■ What to do ■
Pick out every line of the items that contains the string "resin", and copy each one.

■ Task data ■
>> BEGIN
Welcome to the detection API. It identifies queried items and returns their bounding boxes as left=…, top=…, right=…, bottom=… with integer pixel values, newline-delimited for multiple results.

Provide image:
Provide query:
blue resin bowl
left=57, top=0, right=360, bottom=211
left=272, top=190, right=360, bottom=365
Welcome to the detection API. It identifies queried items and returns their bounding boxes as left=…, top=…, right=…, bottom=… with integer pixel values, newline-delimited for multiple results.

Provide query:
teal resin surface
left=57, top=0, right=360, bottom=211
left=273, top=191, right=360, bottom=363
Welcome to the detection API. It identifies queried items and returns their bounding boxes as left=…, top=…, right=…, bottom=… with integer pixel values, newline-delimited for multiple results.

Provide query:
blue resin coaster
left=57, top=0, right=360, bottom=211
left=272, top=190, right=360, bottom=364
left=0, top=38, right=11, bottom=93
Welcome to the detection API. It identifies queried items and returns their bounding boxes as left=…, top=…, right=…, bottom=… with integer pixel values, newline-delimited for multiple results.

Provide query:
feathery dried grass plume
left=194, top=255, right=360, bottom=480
>> END
■ Task response ■
blue resin bowl
teal resin surface
blue resin coaster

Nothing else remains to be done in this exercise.